### 出題課題
**A)** 共焦点スキャナ発売のお知らせから、「横河電機、フルフレーム高速共焦点スキャナ「CSU-X1」を発売」で始まり「の納入実績を積んできました。」で終わる部分を一字一句違えずに引用してください。
**B)** 記録の中から、「rocky」という語を含む行をすべて抜き出してください。

### 提供抜粋
- - - - - - -
横河電機、フルフレーム高速共焦点スキャナ「CSU-X1」を発売
撮影速度が世界最高で、明るさが2倍に向上
フルフレーム高速共焦点スキャナ「CSU-X1」開発・発売のお知らせ
横河電機株式会社(本社:東京都武蔵野市 代表取締役社長:海堀 周造)は、生きた細胞内タンパク質等の動きを三次元的に高速かつ高感度で観察できる共焦点スキャナ「CSUシリーズ」を全面的に改良し、走査速度を従来比2倍の世界最高毎秒フルフレーム2000コマに高速化、明るさも同2倍に向上させたフルフレーム高速共焦点スキャナ「CSU-X1」を開発、4月12日から販売を開始します。
開発の背景
ライフサイエンス分野の研究者は、細胞の詳細な構造や立体像を生きたままリアルタイム(高速)、高感度、高精細に観察したいという強い要望を持っています。当社の共焦点スキャナCSUシリーズは、このニーズに答えることのできるフルフレーム(全視野)毎秒1000コマの高速性を持ち、なおかつ試料へのダメージが少なく長時間観察が可能という特長により、累計1100台以上の納入実績を積んできました。
近年、より高度な研究のため、研究者は更なる高速性、高感度、多波長観察、さまざまなアプリケーション対応性の向上を求めています。そのニーズに対応し、世界最高速で高感度の共焦点スキャナ「CSU-X1」を発売するものです。
- - - - - - -
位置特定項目

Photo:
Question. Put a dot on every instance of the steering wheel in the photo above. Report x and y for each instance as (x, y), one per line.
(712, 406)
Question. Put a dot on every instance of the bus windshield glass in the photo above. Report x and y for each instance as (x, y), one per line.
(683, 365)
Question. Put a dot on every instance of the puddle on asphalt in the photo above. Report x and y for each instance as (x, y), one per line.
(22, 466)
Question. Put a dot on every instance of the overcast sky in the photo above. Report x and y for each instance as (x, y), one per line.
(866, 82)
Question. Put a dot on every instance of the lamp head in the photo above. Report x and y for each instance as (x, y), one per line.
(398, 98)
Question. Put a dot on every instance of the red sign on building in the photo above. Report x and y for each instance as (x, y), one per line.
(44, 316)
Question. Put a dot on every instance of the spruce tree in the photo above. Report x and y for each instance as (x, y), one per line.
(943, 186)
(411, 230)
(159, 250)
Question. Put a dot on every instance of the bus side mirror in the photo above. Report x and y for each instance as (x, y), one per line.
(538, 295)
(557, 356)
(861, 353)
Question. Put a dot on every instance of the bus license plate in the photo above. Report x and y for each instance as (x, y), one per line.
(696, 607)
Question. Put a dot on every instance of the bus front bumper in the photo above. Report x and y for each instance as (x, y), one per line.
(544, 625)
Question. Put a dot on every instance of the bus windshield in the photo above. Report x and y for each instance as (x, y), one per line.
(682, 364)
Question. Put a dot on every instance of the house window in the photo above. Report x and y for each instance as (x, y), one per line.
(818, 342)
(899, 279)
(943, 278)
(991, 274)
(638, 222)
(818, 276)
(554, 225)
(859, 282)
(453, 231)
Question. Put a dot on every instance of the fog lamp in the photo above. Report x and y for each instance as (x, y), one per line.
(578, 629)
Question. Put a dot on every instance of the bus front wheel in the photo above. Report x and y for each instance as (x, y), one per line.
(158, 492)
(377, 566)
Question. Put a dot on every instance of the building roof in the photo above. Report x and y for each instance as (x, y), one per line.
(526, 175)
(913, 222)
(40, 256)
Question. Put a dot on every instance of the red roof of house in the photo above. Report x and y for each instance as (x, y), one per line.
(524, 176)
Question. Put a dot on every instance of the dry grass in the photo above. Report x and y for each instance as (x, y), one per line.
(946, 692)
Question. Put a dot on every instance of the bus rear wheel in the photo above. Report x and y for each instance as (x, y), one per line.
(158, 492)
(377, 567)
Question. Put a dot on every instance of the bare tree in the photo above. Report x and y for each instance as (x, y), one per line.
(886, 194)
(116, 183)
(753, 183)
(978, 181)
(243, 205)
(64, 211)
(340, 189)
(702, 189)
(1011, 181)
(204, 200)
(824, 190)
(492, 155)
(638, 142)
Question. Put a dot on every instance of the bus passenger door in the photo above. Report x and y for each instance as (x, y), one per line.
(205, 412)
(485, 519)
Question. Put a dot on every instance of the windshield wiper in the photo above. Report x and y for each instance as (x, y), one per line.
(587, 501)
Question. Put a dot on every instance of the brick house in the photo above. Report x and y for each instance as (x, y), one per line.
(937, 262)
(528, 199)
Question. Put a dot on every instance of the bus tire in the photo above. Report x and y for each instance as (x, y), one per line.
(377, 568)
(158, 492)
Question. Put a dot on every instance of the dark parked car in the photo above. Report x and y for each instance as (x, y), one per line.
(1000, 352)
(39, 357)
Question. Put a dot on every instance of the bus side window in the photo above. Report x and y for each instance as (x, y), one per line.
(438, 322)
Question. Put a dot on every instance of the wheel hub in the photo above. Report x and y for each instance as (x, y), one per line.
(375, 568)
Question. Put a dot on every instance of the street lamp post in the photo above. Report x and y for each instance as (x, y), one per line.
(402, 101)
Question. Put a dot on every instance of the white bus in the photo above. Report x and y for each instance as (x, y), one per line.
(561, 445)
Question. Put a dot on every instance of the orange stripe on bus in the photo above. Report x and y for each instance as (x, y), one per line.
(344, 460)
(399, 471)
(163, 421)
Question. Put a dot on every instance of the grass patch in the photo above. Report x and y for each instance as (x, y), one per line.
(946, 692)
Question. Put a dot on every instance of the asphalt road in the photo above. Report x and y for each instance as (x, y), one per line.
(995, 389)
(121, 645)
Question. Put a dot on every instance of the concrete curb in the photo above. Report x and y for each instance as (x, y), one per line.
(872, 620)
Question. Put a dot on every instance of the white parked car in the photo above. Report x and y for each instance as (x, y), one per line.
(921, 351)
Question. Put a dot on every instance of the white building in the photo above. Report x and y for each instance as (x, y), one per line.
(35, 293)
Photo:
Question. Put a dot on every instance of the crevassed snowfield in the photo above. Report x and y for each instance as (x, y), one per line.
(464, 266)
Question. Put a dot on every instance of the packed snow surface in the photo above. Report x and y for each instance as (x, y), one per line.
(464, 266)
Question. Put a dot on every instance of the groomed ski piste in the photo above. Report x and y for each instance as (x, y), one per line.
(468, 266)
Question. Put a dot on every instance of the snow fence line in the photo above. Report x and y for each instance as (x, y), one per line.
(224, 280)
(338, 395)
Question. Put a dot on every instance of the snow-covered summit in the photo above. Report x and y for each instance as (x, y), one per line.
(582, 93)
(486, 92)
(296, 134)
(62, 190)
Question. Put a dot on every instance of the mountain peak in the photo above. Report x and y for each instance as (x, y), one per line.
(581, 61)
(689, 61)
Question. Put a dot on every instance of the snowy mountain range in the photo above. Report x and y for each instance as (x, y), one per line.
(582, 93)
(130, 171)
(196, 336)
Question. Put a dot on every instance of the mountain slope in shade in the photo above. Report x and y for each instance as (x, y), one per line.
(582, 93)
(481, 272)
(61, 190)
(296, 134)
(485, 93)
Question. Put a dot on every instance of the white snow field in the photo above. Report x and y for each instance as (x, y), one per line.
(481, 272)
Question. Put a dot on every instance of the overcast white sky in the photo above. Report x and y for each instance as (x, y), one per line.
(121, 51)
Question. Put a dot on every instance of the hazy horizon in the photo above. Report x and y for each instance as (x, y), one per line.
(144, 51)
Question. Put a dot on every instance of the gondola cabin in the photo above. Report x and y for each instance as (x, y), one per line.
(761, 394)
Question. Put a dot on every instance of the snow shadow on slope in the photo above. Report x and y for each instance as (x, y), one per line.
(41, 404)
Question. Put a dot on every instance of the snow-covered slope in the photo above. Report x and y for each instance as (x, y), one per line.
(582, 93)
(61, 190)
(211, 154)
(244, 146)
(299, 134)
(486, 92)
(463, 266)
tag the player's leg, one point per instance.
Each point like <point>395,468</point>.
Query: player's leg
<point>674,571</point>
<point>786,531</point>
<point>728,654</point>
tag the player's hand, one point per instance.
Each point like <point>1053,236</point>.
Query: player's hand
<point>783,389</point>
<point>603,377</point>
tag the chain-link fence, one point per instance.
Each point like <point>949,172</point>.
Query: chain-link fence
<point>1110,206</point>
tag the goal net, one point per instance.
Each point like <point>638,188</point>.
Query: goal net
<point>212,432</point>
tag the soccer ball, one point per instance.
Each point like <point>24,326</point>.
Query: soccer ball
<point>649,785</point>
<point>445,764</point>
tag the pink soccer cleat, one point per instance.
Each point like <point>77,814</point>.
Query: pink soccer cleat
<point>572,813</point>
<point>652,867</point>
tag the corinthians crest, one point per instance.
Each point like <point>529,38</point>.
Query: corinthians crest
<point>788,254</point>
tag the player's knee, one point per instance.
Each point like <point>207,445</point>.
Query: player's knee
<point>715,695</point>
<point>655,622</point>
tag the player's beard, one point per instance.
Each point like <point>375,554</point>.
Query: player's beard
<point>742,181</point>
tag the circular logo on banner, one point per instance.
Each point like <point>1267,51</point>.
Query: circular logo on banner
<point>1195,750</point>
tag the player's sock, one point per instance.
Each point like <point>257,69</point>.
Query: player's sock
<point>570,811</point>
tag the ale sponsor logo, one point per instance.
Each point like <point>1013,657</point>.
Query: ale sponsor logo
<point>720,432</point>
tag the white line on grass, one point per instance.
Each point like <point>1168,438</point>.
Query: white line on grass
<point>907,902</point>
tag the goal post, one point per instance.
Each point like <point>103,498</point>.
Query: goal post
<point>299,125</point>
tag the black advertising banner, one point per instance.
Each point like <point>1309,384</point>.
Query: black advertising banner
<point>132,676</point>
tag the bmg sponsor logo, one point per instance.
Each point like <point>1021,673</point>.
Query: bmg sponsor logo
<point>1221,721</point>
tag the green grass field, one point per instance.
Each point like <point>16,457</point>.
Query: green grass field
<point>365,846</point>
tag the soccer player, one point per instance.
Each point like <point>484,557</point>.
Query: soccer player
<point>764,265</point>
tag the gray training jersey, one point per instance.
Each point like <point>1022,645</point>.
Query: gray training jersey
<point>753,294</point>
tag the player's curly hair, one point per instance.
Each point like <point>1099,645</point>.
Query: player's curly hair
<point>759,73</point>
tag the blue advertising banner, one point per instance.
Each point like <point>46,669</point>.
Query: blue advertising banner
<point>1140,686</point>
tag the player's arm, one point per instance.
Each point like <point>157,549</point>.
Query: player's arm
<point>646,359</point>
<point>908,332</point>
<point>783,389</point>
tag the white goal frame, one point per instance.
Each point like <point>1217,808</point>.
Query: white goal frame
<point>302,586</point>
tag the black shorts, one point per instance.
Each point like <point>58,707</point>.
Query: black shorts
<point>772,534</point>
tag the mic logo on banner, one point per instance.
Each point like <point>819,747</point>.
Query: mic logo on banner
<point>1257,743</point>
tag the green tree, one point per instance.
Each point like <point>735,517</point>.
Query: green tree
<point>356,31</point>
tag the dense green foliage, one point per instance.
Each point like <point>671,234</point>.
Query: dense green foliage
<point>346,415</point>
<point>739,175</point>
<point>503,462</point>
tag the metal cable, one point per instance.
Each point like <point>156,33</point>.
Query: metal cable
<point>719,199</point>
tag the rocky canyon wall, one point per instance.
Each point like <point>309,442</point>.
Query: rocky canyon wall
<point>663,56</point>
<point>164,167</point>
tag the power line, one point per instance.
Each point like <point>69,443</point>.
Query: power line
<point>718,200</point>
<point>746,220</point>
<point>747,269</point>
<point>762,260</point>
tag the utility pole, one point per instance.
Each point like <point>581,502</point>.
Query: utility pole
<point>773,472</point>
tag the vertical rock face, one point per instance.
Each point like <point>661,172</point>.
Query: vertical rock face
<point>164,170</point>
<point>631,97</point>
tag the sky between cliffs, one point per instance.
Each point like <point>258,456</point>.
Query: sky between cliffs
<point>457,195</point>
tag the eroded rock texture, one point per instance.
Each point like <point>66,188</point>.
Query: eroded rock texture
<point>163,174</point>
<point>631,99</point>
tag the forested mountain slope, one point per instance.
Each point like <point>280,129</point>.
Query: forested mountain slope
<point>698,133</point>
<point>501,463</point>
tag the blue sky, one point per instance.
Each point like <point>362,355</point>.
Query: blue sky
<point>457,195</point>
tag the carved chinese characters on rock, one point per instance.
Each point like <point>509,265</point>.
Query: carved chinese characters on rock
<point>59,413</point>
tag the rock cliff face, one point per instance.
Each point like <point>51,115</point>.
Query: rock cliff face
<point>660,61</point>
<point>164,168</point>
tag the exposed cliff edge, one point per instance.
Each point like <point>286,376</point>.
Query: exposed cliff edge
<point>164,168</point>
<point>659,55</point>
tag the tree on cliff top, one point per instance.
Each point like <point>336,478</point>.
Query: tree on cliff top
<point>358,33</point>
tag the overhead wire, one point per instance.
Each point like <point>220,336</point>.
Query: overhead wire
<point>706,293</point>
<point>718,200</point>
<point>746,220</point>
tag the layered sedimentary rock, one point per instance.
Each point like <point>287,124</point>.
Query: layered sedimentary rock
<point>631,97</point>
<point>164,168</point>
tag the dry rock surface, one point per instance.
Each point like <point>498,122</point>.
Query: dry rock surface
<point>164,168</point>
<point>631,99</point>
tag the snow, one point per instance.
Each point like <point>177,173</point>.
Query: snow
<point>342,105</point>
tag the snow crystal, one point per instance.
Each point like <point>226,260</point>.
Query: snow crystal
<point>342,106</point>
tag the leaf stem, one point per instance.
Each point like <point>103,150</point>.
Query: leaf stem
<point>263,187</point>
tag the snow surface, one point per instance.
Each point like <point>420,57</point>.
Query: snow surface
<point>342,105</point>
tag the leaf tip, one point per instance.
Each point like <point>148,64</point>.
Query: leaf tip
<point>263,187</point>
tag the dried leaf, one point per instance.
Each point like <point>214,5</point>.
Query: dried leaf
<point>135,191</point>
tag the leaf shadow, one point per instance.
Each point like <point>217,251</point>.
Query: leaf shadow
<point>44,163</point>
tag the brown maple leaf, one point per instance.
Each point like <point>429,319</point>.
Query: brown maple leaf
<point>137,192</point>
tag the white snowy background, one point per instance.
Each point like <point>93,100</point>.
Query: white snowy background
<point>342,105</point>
- - - - - - -
### 課題別結果
**A)**
横河電機、フルフレーム高速共焦点スキャナ「CSU-X1」を発売
撮影速度が世界最高で、明るさが2倍に向上
フルフレーム高速共焦点スキャナ「CSU-X1」開発・発売のお知らせ
横河電機株式会社(本社:東京都武蔵野市 代表取締役社長:海堀 周造)は、生きた細胞内タンパク質等の動きを三次元的に高速かつ高感度で観察できる共焦点スキャナ「CSUシリーズ」を全面的に改良し、走査速度を従来比2倍の世界最高毎秒フルフレーム2000コマに高速化、明るさも同2倍に向上させたフルフレーム高速共焦点スキャナ「CSU-X1」を開発、4月12日から販売を開始します。
開発の背景
ライフサイエンス分野の研究者は、細胞の詳細な構造や立体像を生きたままリアルタイム(高速)、高感度、高精細に観察したいという強い要望を持っています。当社の共焦点スキャナCSUシリーズは、このニーズに答えることのできるフルフレーム(全視野)毎秒1000コマの高速性を持ち、なおかつ試料へのダメージが少なく長時間観察が可能という特長により、累計1100台以上の納入実績を積んできました。

**B)**
tag the rocky canyon wall, one point per instance.
Query: rocky canyon wall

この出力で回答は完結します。